> [What you should do]: Give every line back verbatim, dropping all images.

> [Records supplied]:
--------------------------------

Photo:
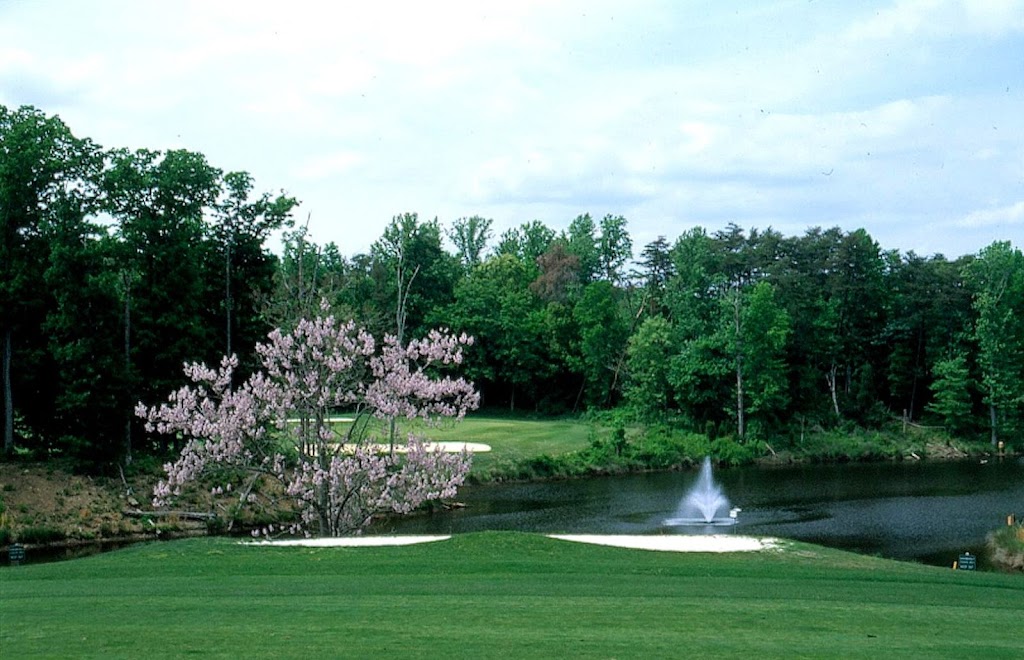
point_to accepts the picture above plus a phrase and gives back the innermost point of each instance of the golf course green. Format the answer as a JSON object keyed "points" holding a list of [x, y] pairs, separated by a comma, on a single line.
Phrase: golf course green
{"points": [[502, 595]]}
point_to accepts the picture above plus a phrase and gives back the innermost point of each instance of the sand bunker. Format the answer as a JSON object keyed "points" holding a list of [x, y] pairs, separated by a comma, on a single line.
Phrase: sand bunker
{"points": [[676, 543], [672, 543]]}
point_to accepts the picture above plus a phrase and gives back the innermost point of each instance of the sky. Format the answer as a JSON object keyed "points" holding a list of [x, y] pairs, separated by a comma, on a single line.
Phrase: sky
{"points": [[903, 118]]}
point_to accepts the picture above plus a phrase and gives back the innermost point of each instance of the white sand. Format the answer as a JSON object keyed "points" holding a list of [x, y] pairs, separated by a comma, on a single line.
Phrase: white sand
{"points": [[674, 543]]}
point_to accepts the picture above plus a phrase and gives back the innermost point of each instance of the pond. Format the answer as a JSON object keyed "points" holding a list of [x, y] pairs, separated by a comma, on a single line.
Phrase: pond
{"points": [[921, 511]]}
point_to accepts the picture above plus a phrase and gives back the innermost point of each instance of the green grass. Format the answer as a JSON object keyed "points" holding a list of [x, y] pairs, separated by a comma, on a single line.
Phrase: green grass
{"points": [[502, 595], [513, 439]]}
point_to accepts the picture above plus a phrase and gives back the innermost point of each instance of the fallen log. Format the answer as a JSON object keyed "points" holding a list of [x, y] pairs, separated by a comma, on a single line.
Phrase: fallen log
{"points": [[183, 515]]}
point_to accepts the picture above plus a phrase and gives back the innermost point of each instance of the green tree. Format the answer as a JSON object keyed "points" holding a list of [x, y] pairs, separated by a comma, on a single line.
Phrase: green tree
{"points": [[647, 388], [581, 239], [509, 359], [240, 229], [614, 249], [997, 279], [470, 236], [951, 389], [421, 275], [603, 334], [160, 201], [45, 176], [526, 243], [756, 333]]}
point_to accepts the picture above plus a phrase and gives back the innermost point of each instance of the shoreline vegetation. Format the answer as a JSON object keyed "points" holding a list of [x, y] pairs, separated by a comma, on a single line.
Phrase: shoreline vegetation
{"points": [[45, 504]]}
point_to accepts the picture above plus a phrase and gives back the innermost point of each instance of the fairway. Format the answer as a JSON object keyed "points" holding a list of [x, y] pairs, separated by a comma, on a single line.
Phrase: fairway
{"points": [[502, 595], [510, 438]]}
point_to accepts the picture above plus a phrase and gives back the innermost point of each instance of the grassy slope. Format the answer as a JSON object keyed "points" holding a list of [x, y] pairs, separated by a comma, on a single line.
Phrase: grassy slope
{"points": [[502, 595]]}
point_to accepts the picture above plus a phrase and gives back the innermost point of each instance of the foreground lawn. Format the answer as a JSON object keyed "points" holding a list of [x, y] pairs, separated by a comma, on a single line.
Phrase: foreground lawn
{"points": [[502, 595]]}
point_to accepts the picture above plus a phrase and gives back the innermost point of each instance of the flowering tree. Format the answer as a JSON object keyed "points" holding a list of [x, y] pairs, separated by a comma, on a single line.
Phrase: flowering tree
{"points": [[275, 428]]}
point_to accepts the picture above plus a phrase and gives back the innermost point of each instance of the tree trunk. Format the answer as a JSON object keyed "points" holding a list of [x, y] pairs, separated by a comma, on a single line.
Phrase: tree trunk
{"points": [[740, 416], [227, 293], [830, 379], [127, 346], [8, 400], [992, 420], [740, 421]]}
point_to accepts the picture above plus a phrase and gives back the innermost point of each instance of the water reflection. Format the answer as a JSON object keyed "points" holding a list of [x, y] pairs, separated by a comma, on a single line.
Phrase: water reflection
{"points": [[913, 511]]}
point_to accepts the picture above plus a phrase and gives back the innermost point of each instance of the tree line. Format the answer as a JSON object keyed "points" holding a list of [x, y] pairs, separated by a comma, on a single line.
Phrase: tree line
{"points": [[117, 267]]}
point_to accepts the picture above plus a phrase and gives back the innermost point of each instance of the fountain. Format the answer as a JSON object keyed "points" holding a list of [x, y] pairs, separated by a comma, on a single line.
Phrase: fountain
{"points": [[705, 503]]}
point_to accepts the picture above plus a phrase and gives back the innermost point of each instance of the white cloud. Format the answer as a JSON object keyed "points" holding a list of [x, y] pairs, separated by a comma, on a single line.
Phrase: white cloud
{"points": [[900, 116], [329, 166], [1008, 215]]}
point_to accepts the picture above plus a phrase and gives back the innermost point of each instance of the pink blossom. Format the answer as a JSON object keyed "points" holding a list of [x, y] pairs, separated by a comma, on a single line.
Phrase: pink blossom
{"points": [[275, 425]]}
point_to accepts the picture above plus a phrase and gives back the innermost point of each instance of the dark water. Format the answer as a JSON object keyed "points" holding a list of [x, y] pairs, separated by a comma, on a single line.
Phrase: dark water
{"points": [[924, 512]]}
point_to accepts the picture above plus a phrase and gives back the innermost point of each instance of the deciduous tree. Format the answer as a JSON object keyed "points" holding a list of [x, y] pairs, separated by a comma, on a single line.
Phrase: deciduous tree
{"points": [[276, 426]]}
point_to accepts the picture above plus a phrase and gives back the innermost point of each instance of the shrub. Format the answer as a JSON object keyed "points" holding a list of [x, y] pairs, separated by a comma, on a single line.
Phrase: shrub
{"points": [[40, 534]]}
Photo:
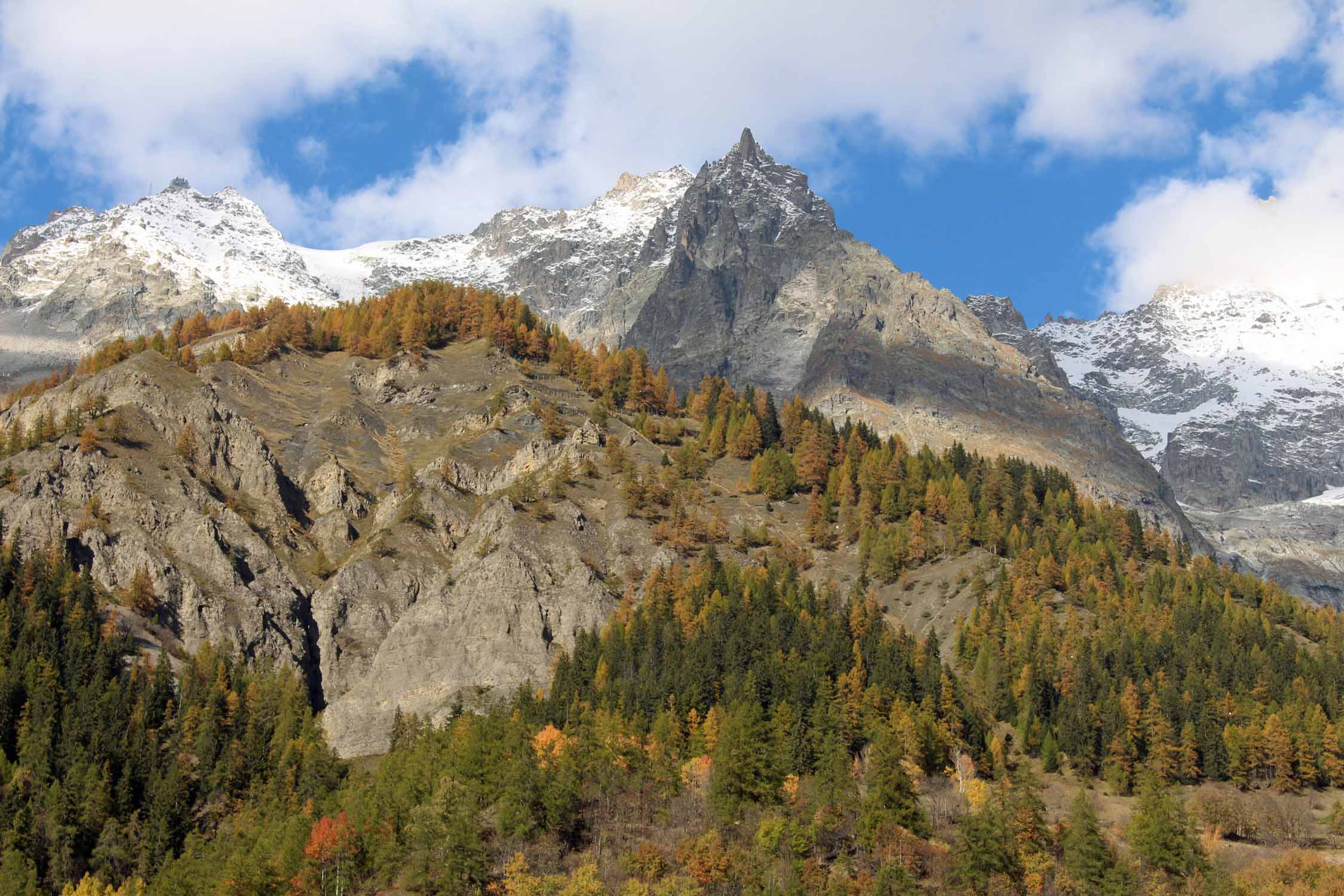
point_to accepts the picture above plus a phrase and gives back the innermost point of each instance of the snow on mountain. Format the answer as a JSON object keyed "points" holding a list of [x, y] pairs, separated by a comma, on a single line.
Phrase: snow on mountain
{"points": [[585, 247], [1235, 394], [85, 276], [222, 242], [1331, 498]]}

--------------------------------

> [Final answer]:
Photo:
point_to accepts the picture above plus a phrase and gives back the innermost point of each instance of the golf course green. Format the answer as a JSON object keyed "points" holding a list of [x, y] pairs, separated by a comma, on a single line.
Phrase: golf course green
{"points": [[502, 595]]}
point_to accepts the picture above plus a phrase and gives back the innermost point of each instance of the sand bunker. Format the answer as a JSON object keyed "points" holding a list of [x, y] pairs, separated by a comma, on a single line.
Phrase: sand bunker
{"points": [[676, 543], [672, 543]]}
point_to accepts the picture above plus a phrase and gives back the innermost point of each instance of the sky. Format the answer as a JSON object keyed "points" holding a list of [x, y] pairs, separated by a comma, on a single line.
Phrase: sky
{"points": [[903, 118]]}
point_to accepts the picture above plus a phrase and gives back the innermost point of each instance of the white sand. Format the answer as a JSON object keyed "points" holding a list of [x, y] pairs, separated by a comma, on a single line.
Phrase: white sand
{"points": [[674, 543]]}
point_to accepts the picture above plus a phrase and gives back the innermost point of each instance of the pond. Format the answer as a JSON object keyed "points" holding a list of [x, y] pairs, separated by a comma, on a single line.
Phrase: pond
{"points": [[921, 511]]}
point_to accepts the picture above plus a phrase and gives back the innermost point of each instance of the green grass. Format the answer as a JSON object keyed "points" holding a list of [x, y] pairs, separated by a comma, on a single line.
Phrase: green grass
{"points": [[502, 595], [513, 439]]}
point_to accepts the picture above plus a phrase and gives back the innermost point of each instance of the fallen log. Format the answer as a JSON object keyed "points" holding a list of [x, y] pairs, separated by a comma, on a single line.
Phrase: fallen log
{"points": [[183, 515]]}
point_to accepts the picture above plus a phrase and gives back the innermost point of each instance of the green tree. Format the answer as a JSON object keyed "points" holding a list of [x, y] pairs, separated by a comma, on a single line.
Phrase: green tree
{"points": [[647, 388], [581, 239], [509, 359], [240, 229], [614, 249], [997, 279], [470, 236], [951, 389], [421, 275], [603, 334], [160, 201], [45, 176], [526, 243], [756, 333]]}
point_to accepts the picture above plus a phrase and gives back the innermost point of each instance of the shoreline vegetation. Format the answer as a JSON object keyed "points" holding a list of [x, y] pairs, separated by a comma, on a single line.
Phrase: shoreline vegetation
{"points": [[45, 504]]}
point_to accepts the picture above plus a phrase and gives back the innermost point of each instance of the fairway. Format the answer as a JSON object keyed "points" holding a list of [x, y] pairs, separated by a comma, on a single line.
Phrase: fairway
{"points": [[502, 595], [510, 438]]}
point_to accepts the picture above plus a phrase and gives back the innermost point of each instance of the grassy slope. Format the answer as a JSON object keyed "points" holding a list of [x, y] pairs, separated by a comma, on a single line.
Phrase: grassy slope
{"points": [[502, 595]]}
point_to accepts the picture above plus a phrase and gives back the innermost point of each instance of the foreground lawn. Format the answer as a JSON object keyed "points" holding a list of [x, y] pairs, separated by a comma, on a single line.
Phrase: foreground lawn
{"points": [[502, 595]]}
point_to accepts the picture above plus a phrase and gives back the innermost point of each instance of the flowering tree. Format the answer as a JSON object keyed "points" holding a list of [x, y] pairs, separated by a comma, on a single line.
Phrase: flowering tree
{"points": [[275, 428]]}
point_to accepts the picture above plus a phrase and gives back the innermost point of each instance of the tree trunk. Format the answer as a JSON object keyed "points" holding a list of [x, y] pairs, separated by a comma, on a single line.
Phrase: tree trunk
{"points": [[740, 416], [227, 293], [830, 379], [127, 346], [8, 400], [992, 420], [740, 421]]}
point_to accepts the picture above plus a phrase and gives back the innermost point of each instance of the water reflection. Format the answer as a JSON object keyed "points" holding a list of [x, y] pairs, separated by a comma, on a single line.
Phrase: water reflection
{"points": [[913, 511]]}
point_to accepts the picture above plus a phrase and gives back the innermost point of each instance of the tree line. Format the answer as a JSON object keyed "points" holding a list of [x, y] pairs, separated by a comma, on a single line.
Phrase: tree line
{"points": [[117, 267]]}
point_to accepts the picture above plus a phrase and gives back the innermost point of each instance of the fountain. Format the answer as a JSON object keyed "points" holding a list of [x, y] pairs, separated by a comma, on a single line.
Phrase: fountain
{"points": [[705, 503]]}
point_to accepts the picture above plus a phrase and gives back the innermost point of each instance of the white cloud. Format the answer as a JSON object keyed "points" holding a list of [x, y] pairs, separated by a comma, on a single line.
Phrase: white cloud
{"points": [[900, 116], [329, 166], [1008, 215]]}
point_to accepts the picture above plus a phrase and gives back the innermost point of each instance of the pink blossom. Format the answer as a JSON object keyed "points" holding a list of [x, y] pairs, separated by a comma, on a single line.
Phrase: pink blossom
{"points": [[275, 425]]}
point_to accepts the picture above plus a phrase and gives back the innermost point of each instance of the dark water. Format the answer as a JSON object keyed "points" holding a list of [x, y] pairs, separated by a comma, on a single line.
Phrase: dark water
{"points": [[924, 512]]}
point_to accepts the picture above plus a phrase and gives back the innermost point of each instance of the deciduous tree. Format the answer as a JSON object keyed "points" holding a list of [x, y] pairs, separated by a comma, on a single line.
Phrase: deciduous tree
{"points": [[276, 426]]}
point_to accepts the picture above plus a phrase and gives back the innermost point of each instance of the shrub. Format the answer as a JSON object keyed "points" holding a list of [x, y] pairs, separated by a comma, on a single line.
Phrase: shrub
{"points": [[40, 534]]}
Photo:
point_to accepts the picture above plus a phrase and gives back the innermost point of each instance of the snow on mountain. Format the answer as a JSON object keyed "points" holding a list of [x, y] pairs, separated by a comma, on a single line.
Phrase: snow on mountain
{"points": [[585, 247], [1235, 394], [85, 276], [222, 242], [1331, 498]]}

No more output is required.